From the first line of the listing below through the line containing "(1000, 395)", output each line as one string in a JSON array, leaving out blank lines.
--
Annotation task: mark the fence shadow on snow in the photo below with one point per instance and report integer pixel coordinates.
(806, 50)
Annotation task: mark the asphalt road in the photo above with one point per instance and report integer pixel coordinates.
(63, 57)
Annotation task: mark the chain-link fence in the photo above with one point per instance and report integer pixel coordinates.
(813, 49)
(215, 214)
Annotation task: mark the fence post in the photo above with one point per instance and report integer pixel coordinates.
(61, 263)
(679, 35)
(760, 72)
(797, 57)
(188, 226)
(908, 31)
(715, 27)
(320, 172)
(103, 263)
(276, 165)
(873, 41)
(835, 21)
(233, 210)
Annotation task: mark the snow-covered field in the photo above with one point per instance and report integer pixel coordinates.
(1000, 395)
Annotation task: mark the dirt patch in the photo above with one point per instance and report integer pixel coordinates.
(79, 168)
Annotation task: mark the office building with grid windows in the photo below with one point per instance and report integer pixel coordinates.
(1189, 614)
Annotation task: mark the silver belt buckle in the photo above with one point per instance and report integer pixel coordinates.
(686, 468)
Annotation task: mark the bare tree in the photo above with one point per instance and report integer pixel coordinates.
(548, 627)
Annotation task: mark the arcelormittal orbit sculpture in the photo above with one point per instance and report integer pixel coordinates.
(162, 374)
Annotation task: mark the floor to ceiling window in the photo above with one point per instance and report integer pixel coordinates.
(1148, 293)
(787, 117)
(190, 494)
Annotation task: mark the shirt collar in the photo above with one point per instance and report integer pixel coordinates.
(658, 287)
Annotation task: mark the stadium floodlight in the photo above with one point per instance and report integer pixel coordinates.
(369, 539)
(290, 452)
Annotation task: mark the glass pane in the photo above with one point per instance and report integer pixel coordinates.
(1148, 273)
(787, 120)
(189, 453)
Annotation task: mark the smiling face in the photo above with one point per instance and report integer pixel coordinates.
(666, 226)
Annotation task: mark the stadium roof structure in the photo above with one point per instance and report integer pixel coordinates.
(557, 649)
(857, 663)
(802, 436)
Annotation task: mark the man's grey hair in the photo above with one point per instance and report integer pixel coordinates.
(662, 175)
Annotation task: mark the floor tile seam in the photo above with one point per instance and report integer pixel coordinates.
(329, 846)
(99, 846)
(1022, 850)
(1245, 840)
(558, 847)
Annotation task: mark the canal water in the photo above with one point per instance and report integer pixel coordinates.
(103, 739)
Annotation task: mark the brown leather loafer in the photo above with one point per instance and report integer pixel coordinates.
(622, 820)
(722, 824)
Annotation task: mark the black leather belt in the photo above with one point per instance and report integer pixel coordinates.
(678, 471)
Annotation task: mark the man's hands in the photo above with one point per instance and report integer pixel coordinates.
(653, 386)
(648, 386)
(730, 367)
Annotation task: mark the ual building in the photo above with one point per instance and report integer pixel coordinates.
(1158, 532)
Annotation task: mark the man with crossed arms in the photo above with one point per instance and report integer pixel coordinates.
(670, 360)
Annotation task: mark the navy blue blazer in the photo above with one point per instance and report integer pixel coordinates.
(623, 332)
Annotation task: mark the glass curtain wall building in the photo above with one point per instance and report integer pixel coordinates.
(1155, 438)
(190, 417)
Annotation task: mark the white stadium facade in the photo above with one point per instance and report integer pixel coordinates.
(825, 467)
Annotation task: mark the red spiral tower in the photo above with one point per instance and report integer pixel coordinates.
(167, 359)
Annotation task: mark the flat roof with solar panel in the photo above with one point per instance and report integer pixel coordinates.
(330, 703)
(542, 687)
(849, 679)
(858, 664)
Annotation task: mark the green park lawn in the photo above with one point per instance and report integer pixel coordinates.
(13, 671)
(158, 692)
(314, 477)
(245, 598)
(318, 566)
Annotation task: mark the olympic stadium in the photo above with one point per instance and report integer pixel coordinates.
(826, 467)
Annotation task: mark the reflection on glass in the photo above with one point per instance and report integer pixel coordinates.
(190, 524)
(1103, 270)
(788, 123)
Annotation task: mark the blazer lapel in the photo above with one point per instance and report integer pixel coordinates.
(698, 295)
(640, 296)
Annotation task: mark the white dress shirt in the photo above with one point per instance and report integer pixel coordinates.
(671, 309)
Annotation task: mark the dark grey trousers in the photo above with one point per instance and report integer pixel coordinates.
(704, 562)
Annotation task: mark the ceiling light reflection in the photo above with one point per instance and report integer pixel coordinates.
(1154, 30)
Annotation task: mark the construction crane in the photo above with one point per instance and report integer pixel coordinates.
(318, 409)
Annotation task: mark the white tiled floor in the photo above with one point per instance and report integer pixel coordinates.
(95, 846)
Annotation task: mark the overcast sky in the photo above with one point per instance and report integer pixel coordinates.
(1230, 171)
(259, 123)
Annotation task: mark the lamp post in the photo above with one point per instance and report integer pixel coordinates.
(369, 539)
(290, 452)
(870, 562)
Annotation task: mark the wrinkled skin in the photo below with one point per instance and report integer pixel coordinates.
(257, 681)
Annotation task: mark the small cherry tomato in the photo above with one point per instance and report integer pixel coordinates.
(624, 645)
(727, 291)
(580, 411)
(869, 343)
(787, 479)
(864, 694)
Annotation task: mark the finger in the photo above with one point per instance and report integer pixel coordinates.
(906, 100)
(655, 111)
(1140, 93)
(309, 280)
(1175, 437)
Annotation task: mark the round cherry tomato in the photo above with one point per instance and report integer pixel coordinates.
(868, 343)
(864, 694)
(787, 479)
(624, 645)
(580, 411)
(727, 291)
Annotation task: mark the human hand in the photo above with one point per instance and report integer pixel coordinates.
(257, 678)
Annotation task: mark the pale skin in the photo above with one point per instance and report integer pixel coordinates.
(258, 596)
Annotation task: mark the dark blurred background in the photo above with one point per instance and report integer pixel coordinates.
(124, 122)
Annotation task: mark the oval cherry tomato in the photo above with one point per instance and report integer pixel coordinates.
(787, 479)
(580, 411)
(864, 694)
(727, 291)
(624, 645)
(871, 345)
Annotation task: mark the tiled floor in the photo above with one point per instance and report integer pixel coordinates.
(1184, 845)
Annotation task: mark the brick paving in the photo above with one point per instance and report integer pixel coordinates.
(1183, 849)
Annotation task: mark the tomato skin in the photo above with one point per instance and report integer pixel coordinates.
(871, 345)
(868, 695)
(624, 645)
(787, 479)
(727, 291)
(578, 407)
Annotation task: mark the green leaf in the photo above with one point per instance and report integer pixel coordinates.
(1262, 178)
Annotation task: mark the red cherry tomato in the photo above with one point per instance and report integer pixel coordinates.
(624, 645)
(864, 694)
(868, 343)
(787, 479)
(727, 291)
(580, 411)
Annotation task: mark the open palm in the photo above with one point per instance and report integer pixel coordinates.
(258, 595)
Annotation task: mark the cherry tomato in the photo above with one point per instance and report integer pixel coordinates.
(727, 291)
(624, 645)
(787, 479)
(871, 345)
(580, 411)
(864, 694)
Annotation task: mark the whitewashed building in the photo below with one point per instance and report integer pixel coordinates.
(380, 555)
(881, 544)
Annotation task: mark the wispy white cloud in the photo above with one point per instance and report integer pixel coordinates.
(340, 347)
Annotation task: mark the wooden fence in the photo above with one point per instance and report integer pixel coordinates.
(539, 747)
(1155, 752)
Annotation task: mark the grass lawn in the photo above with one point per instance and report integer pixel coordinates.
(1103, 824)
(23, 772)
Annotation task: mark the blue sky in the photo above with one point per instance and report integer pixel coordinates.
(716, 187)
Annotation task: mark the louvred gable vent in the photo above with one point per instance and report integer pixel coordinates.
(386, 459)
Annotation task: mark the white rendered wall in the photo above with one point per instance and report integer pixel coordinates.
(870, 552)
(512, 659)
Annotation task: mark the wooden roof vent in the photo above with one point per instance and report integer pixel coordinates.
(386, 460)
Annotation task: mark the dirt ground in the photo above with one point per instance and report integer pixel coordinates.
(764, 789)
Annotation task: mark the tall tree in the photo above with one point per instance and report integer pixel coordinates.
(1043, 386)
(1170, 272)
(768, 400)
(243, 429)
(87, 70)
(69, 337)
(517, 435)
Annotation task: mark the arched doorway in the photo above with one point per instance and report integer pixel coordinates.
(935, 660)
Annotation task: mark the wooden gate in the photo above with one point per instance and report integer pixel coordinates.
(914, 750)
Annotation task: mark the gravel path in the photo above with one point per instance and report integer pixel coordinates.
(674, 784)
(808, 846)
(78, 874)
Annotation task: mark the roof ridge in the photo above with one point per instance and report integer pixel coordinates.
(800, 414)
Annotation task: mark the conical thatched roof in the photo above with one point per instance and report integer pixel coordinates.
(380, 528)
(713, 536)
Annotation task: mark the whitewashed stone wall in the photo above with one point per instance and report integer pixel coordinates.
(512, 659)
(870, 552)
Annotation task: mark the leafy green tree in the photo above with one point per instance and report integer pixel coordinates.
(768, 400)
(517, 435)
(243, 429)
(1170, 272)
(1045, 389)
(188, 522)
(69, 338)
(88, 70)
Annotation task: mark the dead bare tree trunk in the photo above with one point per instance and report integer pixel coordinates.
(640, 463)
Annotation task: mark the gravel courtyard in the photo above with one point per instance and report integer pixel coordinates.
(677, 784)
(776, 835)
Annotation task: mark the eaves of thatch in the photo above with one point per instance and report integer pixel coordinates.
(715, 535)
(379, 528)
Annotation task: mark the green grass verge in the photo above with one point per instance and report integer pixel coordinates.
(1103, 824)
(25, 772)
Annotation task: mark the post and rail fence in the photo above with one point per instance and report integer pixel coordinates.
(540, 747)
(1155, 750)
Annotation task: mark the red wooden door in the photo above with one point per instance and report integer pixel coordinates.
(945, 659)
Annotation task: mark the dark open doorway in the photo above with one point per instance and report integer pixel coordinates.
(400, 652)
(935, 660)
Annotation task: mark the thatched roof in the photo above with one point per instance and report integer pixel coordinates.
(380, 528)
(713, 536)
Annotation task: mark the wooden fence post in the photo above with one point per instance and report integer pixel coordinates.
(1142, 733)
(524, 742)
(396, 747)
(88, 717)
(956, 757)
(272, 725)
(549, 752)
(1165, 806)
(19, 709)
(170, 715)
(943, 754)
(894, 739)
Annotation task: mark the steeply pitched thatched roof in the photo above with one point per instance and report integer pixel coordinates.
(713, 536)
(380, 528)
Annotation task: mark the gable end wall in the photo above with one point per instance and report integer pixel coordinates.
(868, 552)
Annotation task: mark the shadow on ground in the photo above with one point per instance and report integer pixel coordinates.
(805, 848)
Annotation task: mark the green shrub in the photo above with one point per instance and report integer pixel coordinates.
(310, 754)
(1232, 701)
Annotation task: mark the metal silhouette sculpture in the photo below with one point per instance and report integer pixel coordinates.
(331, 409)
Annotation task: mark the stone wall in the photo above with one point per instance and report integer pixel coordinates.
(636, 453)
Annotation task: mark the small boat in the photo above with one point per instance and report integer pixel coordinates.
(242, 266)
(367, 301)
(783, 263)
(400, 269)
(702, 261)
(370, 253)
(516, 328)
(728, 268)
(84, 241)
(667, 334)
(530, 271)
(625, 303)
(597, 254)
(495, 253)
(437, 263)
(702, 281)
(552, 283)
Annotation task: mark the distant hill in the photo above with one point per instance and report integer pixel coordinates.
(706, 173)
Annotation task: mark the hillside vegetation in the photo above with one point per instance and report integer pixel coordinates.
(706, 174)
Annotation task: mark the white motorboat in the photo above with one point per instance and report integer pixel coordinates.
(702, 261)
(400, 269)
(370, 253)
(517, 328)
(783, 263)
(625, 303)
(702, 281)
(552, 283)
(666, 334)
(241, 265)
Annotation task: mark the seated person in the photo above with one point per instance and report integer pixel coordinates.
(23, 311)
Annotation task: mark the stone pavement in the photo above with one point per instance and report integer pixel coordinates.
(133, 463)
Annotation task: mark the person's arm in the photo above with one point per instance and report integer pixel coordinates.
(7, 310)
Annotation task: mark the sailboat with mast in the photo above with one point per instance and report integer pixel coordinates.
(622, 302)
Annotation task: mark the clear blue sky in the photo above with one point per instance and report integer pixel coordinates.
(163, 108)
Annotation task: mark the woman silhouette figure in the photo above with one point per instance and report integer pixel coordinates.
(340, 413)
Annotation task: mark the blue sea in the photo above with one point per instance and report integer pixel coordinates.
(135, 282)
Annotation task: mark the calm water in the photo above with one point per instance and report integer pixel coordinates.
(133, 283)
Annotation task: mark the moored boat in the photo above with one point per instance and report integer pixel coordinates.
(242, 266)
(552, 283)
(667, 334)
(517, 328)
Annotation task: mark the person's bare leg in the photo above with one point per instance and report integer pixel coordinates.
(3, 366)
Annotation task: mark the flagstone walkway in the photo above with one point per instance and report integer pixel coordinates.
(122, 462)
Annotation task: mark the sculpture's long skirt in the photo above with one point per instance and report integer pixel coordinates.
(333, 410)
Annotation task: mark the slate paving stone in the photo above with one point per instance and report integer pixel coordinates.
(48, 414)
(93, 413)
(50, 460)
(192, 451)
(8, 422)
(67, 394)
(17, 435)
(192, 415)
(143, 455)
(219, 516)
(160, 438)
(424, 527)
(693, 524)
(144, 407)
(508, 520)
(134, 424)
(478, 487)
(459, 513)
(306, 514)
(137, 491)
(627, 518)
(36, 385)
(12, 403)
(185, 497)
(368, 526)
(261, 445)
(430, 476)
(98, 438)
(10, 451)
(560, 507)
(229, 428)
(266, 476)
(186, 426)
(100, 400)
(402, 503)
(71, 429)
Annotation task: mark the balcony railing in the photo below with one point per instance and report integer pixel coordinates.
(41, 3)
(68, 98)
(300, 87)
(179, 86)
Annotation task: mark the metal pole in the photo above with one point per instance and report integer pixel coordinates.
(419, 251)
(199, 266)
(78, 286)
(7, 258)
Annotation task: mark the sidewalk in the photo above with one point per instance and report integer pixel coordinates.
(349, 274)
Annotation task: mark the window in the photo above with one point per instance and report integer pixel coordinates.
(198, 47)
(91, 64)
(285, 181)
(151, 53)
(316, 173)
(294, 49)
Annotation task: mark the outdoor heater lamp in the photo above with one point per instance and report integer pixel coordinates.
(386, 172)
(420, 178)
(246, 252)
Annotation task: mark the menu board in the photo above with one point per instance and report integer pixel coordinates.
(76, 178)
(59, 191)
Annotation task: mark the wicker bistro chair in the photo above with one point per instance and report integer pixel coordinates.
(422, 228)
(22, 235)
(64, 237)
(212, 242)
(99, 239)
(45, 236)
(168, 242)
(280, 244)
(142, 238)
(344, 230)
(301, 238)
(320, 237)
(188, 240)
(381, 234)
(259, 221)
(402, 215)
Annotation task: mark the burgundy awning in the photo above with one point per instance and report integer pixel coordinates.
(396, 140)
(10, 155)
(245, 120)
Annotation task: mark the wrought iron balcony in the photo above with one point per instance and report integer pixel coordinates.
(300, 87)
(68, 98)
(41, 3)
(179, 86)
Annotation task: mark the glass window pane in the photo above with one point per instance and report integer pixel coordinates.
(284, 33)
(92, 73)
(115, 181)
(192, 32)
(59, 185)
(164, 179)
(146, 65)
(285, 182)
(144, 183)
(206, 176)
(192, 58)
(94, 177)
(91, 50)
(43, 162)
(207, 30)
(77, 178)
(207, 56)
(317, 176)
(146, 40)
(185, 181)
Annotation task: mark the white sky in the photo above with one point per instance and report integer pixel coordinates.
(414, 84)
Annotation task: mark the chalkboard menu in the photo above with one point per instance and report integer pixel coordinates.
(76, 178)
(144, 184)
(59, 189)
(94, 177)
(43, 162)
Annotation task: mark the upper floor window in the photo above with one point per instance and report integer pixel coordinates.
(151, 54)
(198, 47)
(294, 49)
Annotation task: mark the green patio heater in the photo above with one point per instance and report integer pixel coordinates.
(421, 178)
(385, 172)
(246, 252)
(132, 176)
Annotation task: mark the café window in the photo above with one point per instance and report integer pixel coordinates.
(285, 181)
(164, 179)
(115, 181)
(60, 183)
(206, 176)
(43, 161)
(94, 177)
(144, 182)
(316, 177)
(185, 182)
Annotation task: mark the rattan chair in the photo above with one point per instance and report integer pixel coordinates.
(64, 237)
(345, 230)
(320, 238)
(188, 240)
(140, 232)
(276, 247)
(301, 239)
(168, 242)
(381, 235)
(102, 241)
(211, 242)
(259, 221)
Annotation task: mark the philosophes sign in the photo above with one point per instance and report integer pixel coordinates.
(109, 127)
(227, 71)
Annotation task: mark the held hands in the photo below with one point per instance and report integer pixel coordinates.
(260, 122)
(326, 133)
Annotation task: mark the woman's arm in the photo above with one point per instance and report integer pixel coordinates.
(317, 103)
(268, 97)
--
EXERCISE OUTPUT
[
  "Annotation task: mark the fence shadow on snow in the photo below with one point per instance and report integer pixel coordinates.",
  "(806, 50)",
  "Annotation task: mark the asphalt road in the photo above with one point per instance and report integer pixel coordinates.",
  "(63, 57)",
  "Annotation task: mark the chain-link fence in the photo above with one point per instance and report integer pixel coordinates.",
  "(813, 49)",
  "(215, 214)",
  "Annotation task: mark the fence post in the photo above with one point per instance and report integer pixel coordinates.",
  "(61, 263)",
  "(679, 35)",
  "(760, 72)",
  "(797, 57)",
  "(188, 226)",
  "(908, 31)",
  "(715, 27)",
  "(320, 172)",
  "(103, 263)",
  "(276, 165)",
  "(873, 41)",
  "(835, 21)",
  "(233, 210)",
  "Annotation task: mark the snow-covered field in the photo above with one point per instance and report integer pixel coordinates.",
  "(1000, 395)"
]